■ Task to complete
Every record must be reproduced exactly. Leave none out.

Records drawn from a dataset:
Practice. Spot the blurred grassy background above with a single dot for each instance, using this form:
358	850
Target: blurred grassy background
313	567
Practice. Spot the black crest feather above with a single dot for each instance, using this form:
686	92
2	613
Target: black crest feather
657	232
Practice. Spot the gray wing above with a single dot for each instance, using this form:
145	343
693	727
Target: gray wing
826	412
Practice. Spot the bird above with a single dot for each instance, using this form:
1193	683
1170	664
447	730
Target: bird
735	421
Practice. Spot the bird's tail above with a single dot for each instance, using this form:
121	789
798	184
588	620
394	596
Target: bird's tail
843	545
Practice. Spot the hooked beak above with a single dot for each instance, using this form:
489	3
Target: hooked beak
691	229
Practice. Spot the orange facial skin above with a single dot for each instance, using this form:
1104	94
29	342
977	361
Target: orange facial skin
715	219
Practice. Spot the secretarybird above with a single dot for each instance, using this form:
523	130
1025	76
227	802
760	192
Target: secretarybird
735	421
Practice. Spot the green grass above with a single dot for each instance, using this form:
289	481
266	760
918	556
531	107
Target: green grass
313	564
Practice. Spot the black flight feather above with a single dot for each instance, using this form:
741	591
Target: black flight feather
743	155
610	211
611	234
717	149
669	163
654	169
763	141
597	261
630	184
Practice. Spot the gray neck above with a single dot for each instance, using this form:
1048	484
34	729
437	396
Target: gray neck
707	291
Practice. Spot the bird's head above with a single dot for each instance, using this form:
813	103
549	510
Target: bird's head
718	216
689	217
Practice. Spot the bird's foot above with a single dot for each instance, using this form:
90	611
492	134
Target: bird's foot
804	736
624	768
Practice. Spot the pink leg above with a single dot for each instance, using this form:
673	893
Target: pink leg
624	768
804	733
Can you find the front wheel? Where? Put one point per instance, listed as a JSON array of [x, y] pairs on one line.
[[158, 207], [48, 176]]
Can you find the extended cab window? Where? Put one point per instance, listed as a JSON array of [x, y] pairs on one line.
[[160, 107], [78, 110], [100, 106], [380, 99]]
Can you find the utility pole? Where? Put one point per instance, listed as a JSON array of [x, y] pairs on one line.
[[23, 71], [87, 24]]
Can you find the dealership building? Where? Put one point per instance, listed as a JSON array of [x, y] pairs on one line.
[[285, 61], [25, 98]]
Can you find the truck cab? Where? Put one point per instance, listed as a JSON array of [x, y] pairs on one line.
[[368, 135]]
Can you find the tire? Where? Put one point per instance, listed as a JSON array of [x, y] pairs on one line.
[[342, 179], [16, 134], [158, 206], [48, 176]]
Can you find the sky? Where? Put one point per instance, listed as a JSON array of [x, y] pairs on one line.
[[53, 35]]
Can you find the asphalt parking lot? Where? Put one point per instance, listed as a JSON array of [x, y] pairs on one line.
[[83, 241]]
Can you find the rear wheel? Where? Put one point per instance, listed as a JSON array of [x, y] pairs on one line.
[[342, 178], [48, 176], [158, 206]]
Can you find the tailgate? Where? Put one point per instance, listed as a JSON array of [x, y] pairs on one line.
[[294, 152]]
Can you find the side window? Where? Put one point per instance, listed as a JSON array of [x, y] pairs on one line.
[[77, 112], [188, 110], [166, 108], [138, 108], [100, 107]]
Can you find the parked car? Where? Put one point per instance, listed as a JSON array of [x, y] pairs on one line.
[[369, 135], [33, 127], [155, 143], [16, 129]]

■ Final answer
Practice. Spot the blurred grassy background above with a single dot for each instance, using this form:
358	850
Target: blurred grassy background
313	567
Practice. Spot the black crest feather above with a single dot for each instance, using this form:
686	92
2	613
Target: black crest feather
657	232
Practice. Spot the gray wing above with a single dot for each instance, using this form:
145	343
693	727
Target: gray wing
826	412
Practice. Spot the bird above with a single dot for each instance, using this form:
1193	683
1170	664
447	730
Target: bird
735	421
Practice. Spot the bird's tail above with a single dot for each instance, using this form:
121	789
798	184
588	620
394	596
Target: bird's tail
843	545
Practice. Spot the hooked beak above with a single dot for each instance, using this form:
489	3
Target: hooked beak
691	229
Practice. Spot the orange facial skin above with a single dot for each instance, using this form:
1104	94
29	342
977	361
Target: orange facial skin
715	219
Practice. Spot the secretarybird above with a single dot for each instance, using this form:
523	130
1025	76
227	802
760	192
Target: secretarybird
735	421
Practice. Spot the green grass above with a single dot for each instance, using this form:
289	481
266	760
918	556
531	107
Target: green grass
313	564
Practice. Spot the black flight feather above with a single dot for each instance, using this form:
741	591
Target: black flight feather
743	155
610	211
611	234
717	149
669	163
654	169
763	141
597	261
630	184
Practice. Spot the gray neck above with a single dot for each instance, using this form:
1048	484
34	729
437	396
Target: gray neck
707	291
Practice. Spot the bird's head above with a single dot for each instance, using this form:
813	103
549	510
Target: bird's head
718	216
689	217
Practice. Spot the bird's foot above with a single dot for each instance, using this form:
90	611
492	134
Target: bird's foot
804	736
624	768
Practice. Spot the pink leg above with a single dot for each instance, using this form:
673	893
Target: pink leg
624	768
804	733
Can you find the front wheel? Where? Put one point per instance, listed as a JSON array of [x, y] pairs on one line.
[[158, 207], [48, 176]]
Can you find the extended cab window? Where? Put one point per instance, listed as a JSON array of [x, y] pairs on one line.
[[160, 107], [78, 110], [100, 106], [380, 99]]
Can you find the utility pole? Where? Put one point per instance, listed as a JSON array of [x, y] pairs on one line.
[[23, 71], [87, 24]]
Can you find the dealership building? Where? Put one point per instance, listed as a JSON array of [x, y] pairs on one line.
[[285, 61], [25, 98]]
Can you find the truck cab? Where? Put one point per instance, listed as a JSON array of [x, y] pairs on one line.
[[368, 135]]
Can you find the tire? Where? Put one point per instance, listed as a JSON array of [x, y] pairs on one line.
[[342, 179], [16, 134], [158, 206], [48, 176]]
Can you find the sky? Where? Put one point per instance, listed as a JSON array of [x, y] pairs on one line.
[[53, 35]]
Can you find the asphalt parking lot? Where? Put one point per instance, listed as a JSON array of [x, y] pairs on one line.
[[83, 241]]
Can you find the rear wheel? Where? Put one point per instance, listed as a JSON array of [x, y] pairs on one line.
[[342, 178], [48, 176], [158, 206]]
Can you find the tailgate? Where? Put one point per instance, listed as a JSON array of [x, y] pairs on one line.
[[294, 152]]
Can you find the side window? Where? Put one point per instance, listed as a JSON array of [x, y] pairs on one line.
[[77, 112], [188, 110], [166, 108], [138, 108], [100, 107]]
Can you find the parked car? Where? Put one point per instance, listed as a JSON array of [x, y] pairs on one line.
[[369, 135], [33, 127], [155, 143], [16, 129]]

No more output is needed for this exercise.